*INSTRUCTIONS*:
• 1. From the discussion about ad technology below, list every example given inside parentheses.
• 2. Carry on the discussion about ad technology below, starting after its last line.

*TEXT PASSAGE*:
★ ★ ★ ★

"Once you can recognize key objects in images, you can target ads not just on keywords but on objects in an image."
It is sad that so much amazing tech is being used primarily to deliver ads more effectively. Deep learning is not the first, nor will it be the last, technology for which that is the case...but, it doesn't make it any less depressing. I like free markets, but somehow our collective consciousness needs to shift from valuing making money over all other things.
And, it's alarming that many of the most valuable companies primary products are ads. Many companies that make real things (like electric cars and solar panels) are worth vastly less than many of the companies that spit ads about real things at people (like Google and Facebook). Something seems unbalanced about that. It seems so wrong, in fact, that it feels vaguely dangerous, to me, though I can't quite put my finger on why.
Yes, I agree -- seeing our best minds work on our lamest problems is distressing. Though arguably, it's an improvement from the previous condition, in in which our best technology was primarily used to produce weapons of war.
At least some of the products of the social media & web advertising era give people access to information and one another, two fundamental human drives. That's a bit better than "better technology to persuade people to buy stuff."
>seeing our best minds work on our lamest problems is distressing
I've seen this a lot, and it's probably true. But because of cuts to research and capitalism's "market failure" as Gates calls it, when it comes to research, does it really matter? The highly motivated and brilliant people will go off into research anyway.
The fault isn't the people of course, it's the markets.

★ ★ ★ ★

*PROVIDED DATA*:
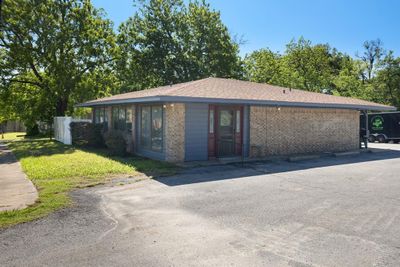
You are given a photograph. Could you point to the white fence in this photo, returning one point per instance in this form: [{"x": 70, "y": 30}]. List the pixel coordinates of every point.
[{"x": 62, "y": 130}]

★ ★ ★ ★

*SOLVED TASKS*:
• 1.
electric cars
solar panels
Google
Facebook

• 2.
"The best minds of my generation are thinking about how to make people click ads. That sucks." – Jeff Hammerbacher, fmr. Manager of Facebook Data Team, founder of Cloudera
What's critical to understand is that he's not just talking about the minority that is directly working on ad technology. He's talking about everyone who works on an ad-supported website that depends on page views, which is nearly all of them. Since revenue is proportional to page views, the driving concern is to increase page views rather than maximizing end user satisfaction, which only has secondary importance as one factor in page views, and often not the largest factor.
As to the free market, advertising distorts it very badly. The free market is based on consumers voting with their wallets. What happens when the wallets are held by advertisers?
And for what do we accept the above state of affairs? So that we can get content and services for free? Then we are all suckers! It's an absolute lie that ads give us anything for free. It actually makes the web much more expensive: https://news.ycombinator.com/item?id=7485773]
Another thing that feels so wrong - people who save lives (doctors, cops, EMTs etc), people who shape the next generation (teachers) etc make a pittance compared to sports persons, people who make shitty music etc Something is so wrong about our priorities as a species (not saying sportspersons are worth less, simply pointing out teachers/doctors etc are worth much more than they get credit for)
If it helps, this is primarily what I'm setting out to solve building a sort of cloudera/red hat for deep learning at skymind. An open source google brain for big companies to solve interesting problems is appealing provided the right interface.
Deep learning is an awesome topic. The problem I find isn't the concept or the maths. It is the enormous amount of damn data janitorial work that I have to process everyday.
Oh data didn't come back in a clean format? 10 hours gone.
All these text need to be tagged? 2 days
What categories do these images fall under? Another 3 days spent tagging
Wanna parallelize your algorithmn? Ok, good luck learning how to deploy to multiple machines on AWS.
I will pay easily for a service that allows me to run my analysis in parallel without any sysadmin knowledge.
What would you like to do? I made deeplearning4j for this express purpose? Don't need hadoop, command line aws (just specify the number of machines), with a consistent data pipeline interface usable in either single threaded or distributed mode. Happy to take feature requests and answer questions.
I love deep learning and I am sympathetic to the concern that too much of it will end up patented. However, these garbage popsci tech journalist articles need to slow down. I can't imagine anyone who doesn't already love it not starting to hate deep learning after all the garbage articles about it.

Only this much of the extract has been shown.